Given task:
Filter the lines below and copy each one that contains the string "with", treating uppercase and lowercase as different.

(Named object pointing lines)
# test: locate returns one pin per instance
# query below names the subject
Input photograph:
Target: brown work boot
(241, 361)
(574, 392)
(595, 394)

--

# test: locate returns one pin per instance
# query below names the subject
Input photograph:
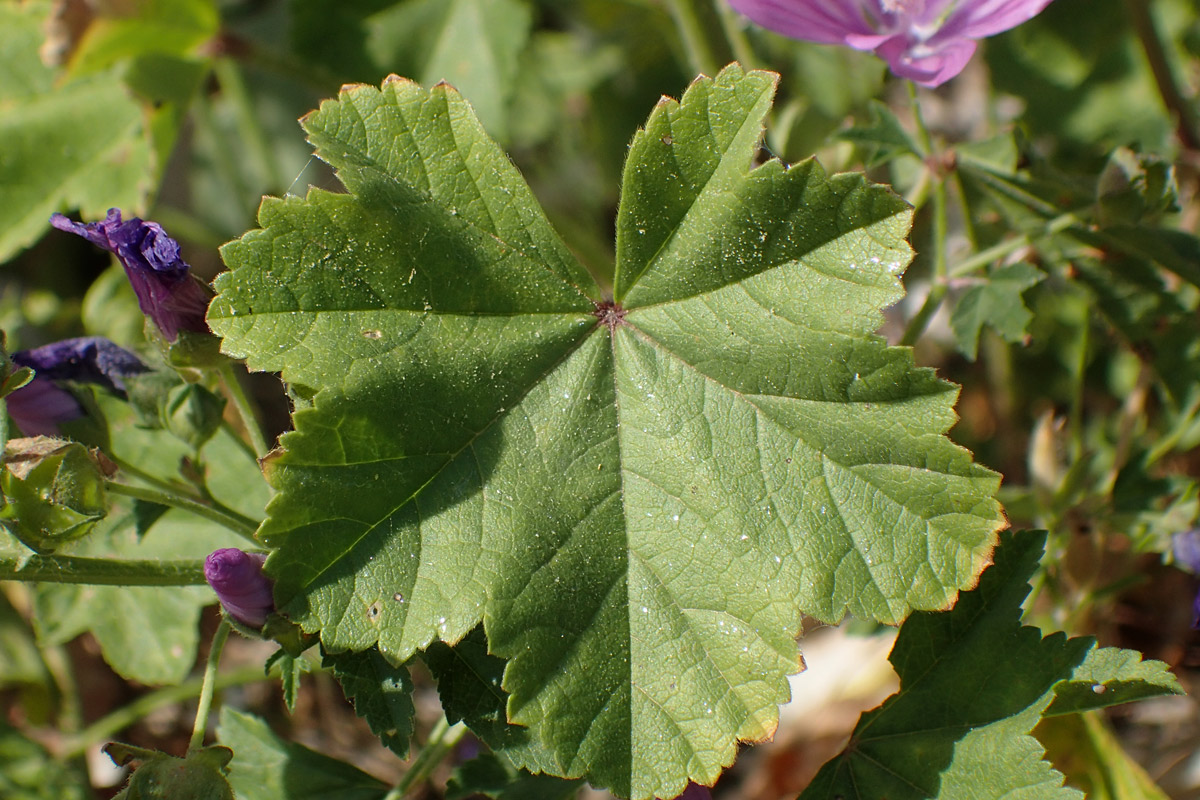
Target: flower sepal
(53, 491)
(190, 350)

--

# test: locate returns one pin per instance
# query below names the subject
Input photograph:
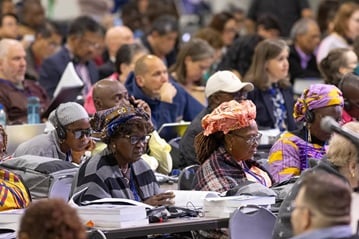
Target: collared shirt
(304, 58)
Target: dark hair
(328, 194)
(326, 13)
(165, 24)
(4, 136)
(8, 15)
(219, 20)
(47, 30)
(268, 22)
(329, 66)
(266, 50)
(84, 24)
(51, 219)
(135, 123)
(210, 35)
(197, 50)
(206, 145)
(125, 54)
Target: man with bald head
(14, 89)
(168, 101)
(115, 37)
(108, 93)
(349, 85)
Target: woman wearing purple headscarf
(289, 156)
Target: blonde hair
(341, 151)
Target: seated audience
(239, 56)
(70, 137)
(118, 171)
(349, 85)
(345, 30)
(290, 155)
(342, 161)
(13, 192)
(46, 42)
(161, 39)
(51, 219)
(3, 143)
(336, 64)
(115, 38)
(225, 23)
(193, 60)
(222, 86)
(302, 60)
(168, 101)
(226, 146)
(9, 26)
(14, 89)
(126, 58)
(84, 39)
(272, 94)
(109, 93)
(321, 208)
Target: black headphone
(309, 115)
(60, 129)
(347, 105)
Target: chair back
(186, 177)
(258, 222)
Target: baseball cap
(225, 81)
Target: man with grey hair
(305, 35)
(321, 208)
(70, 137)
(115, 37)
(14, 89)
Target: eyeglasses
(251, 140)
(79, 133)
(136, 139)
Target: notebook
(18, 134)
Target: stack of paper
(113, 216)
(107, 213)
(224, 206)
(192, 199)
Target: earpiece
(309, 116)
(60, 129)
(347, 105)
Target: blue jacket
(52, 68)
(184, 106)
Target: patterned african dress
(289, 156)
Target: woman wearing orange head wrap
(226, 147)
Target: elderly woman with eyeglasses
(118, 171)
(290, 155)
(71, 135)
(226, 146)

Written reply:
Target: man with bald head
Target: man with grey hair
Target: elderly woman with eyeglasses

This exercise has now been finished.